◆ **Exercise requirements**
Reproduce the records below in full and exactly, without their images.

◆ **Input material**
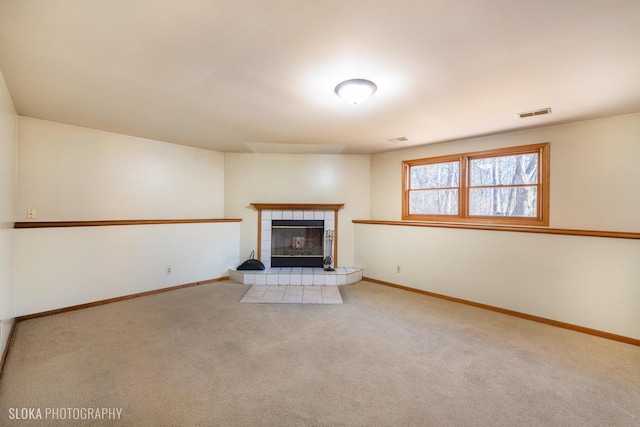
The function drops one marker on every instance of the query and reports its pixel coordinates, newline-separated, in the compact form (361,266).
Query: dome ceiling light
(355,91)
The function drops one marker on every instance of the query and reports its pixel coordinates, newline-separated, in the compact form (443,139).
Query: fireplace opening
(297,243)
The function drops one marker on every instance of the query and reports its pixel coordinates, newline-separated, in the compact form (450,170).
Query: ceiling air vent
(399,139)
(535,113)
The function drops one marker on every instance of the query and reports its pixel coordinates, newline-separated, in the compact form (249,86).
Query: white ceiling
(259,75)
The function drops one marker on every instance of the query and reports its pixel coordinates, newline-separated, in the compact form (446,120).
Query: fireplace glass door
(297,243)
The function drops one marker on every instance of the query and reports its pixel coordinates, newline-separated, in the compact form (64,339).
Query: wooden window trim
(542,217)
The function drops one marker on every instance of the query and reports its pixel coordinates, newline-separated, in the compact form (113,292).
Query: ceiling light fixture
(355,91)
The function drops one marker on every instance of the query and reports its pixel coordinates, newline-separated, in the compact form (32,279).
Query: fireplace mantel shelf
(298,206)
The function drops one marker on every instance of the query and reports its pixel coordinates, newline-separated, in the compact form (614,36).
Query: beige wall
(73,173)
(297,178)
(7,207)
(594,172)
(586,281)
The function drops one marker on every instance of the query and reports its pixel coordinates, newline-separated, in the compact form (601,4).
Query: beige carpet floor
(386,357)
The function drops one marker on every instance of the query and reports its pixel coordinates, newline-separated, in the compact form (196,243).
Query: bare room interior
(444,198)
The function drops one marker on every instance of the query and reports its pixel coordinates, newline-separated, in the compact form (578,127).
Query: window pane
(437,175)
(433,202)
(511,201)
(506,170)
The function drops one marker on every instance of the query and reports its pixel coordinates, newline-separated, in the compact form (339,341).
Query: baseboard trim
(595,332)
(6,348)
(111,300)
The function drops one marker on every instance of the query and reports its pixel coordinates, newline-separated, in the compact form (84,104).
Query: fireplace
(302,242)
(297,243)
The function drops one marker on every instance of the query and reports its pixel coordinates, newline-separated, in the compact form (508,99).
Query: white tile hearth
(293,295)
(297,276)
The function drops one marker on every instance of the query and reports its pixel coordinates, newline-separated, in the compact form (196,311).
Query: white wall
(297,178)
(71,173)
(7,207)
(588,281)
(62,267)
(594,173)
(585,281)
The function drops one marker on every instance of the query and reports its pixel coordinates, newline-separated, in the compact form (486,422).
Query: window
(504,186)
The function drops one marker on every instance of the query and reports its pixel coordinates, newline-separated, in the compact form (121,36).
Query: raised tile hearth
(298,276)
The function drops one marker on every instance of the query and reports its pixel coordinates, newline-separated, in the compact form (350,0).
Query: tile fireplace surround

◆ **Answer section**
The function drops one marker on every instance of the query and reports its pixel coordinates, newline-separated, in the compact form (361,266).
Query: dome ceiling light
(355,91)
The function drops one marker on every instance of the query and reports its pixel coordinates, newline-separated, in the compact form (443,139).
Query: fireplace opening
(297,243)
The function drops one marker on every instance of the query and reports its pixel coordinates, newline-separated, in the compact form (450,170).
Query: ceiling air vent
(399,139)
(535,113)
The function drops one marker on every instance of the query and reports its pixel coordinates, newline-separated, in the compact form (249,86).
Query: white ceiling
(259,75)
The function drops one marker on every instance of the query and reports its pixel coordinates, newline-separated, in the compact form (446,120).
Query: fireplace glass door
(297,243)
The function drops one marker on every instance of the query and reports its pixel coordinates, newline-separated, in the compact form (64,339).
Query: wooden window trim
(542,217)
The function drops one marker on every instance of the query and reports its pixel coordinates, newline-separated, in the compact form (113,292).
Query: ceiling light fixture
(355,91)
The function drops one marker on every instance of the query and reports its pixel coordinates, newline-separated, in the compact form (32,279).
Query: fireplace mantel shelf
(298,206)
The function drops one marker on every instance of the query and reports its pixel coordinates, newline-separated, in the compact form (614,36).
Query: beige wall
(73,173)
(297,178)
(7,207)
(594,172)
(586,281)
The function drops one marker on every instance of the query and reports its pixel coordinates, newline-separated, in the compact form (601,4).
Query: beige carpet floor
(386,357)
The function drops one marker on every instance of the query and reports its pixel coordinates, newline-separated, in the compact form (196,243).
Query: bare room interior
(444,198)
The function drops one marker on every instance of the query and reports its pixel coordinates, newline-separated, in the compact form (578,127).
Query: window pane
(437,175)
(433,202)
(511,201)
(506,170)
The function drops one marker on every instance of the query and reports its pixel coordinates, newline-separated, in the compact form (339,341).
Query: baseboard trim
(595,332)
(6,348)
(111,300)
The function drops one marker on every instance of the query and reports its pixel coordinates, newline-separated, in the compact form (84,104).
Query: fireplace
(302,242)
(297,243)
The function drops one marker on every instance of the query and reports its pixel coordinates, newline-separated, in the compact form (508,99).
Query: white tile hearth
(293,295)
(297,276)
The function drops one marker on every instance of the query and reports its pixel coordinates, newline-separated, in the compact form (196,311).
Query: white wall
(297,178)
(71,173)
(7,207)
(588,281)
(62,267)
(594,173)
(585,281)
The function drops one marker on every instance of the query and reports its pixel coordinates, newline-separated, in the compact form (486,422).
Query: window
(504,186)
The function drops one marker on every instance of the query and reports its pixel coordinates, newline-separated, in the compact form (121,36).
Query: raised tile hearth
(298,276)
The function drops one marker on every instance of the query and reports its pixel coordinates, newline-separated, in the compact form (350,0).
Query: tile fireplace surround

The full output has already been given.